■ INPUT FOR THIS TASK:
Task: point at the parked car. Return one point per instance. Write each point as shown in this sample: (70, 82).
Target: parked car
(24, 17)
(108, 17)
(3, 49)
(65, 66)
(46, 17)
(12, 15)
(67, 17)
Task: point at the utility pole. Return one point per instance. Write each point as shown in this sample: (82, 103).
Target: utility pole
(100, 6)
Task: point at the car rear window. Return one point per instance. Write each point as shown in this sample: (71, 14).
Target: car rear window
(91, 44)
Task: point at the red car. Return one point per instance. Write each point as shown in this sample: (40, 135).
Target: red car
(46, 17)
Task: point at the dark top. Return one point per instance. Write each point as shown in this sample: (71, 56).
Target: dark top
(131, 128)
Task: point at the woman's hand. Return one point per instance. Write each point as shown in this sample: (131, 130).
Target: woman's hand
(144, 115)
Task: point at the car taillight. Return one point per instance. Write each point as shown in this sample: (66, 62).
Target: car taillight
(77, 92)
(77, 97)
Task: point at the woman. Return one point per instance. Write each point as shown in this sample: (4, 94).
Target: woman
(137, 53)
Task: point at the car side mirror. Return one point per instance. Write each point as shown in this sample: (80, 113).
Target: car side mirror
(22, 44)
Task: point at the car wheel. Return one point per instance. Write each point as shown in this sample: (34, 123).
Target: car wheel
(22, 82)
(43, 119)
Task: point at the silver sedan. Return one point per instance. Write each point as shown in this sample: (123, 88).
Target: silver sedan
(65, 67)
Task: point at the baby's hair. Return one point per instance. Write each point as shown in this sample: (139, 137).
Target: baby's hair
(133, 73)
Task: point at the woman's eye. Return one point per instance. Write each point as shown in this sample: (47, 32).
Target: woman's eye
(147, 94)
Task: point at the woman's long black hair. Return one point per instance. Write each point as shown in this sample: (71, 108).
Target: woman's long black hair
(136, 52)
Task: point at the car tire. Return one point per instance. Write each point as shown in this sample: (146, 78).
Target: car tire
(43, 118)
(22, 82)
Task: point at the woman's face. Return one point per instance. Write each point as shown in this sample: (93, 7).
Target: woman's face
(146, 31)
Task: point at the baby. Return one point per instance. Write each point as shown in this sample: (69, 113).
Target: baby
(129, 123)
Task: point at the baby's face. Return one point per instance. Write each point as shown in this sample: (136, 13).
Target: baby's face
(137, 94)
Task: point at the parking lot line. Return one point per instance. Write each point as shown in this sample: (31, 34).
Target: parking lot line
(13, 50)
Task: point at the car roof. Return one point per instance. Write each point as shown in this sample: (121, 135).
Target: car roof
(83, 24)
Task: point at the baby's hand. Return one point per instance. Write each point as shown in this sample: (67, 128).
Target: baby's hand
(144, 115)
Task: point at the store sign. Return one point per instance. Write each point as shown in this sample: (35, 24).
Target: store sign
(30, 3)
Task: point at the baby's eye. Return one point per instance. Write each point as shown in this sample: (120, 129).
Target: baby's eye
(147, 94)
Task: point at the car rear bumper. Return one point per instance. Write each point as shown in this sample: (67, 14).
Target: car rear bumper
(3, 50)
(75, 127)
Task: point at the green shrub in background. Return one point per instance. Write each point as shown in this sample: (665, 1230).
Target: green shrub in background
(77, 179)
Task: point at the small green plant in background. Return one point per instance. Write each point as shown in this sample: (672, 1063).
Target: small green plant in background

■ PROBLEM: Show the lines where the word "plant" appears in the entries.

■ RESPONSE AREA:
Task: point at the small green plant in background. Return one point per instance. Write each point as shown in this sample: (672, 1063).
Target: small green plant in background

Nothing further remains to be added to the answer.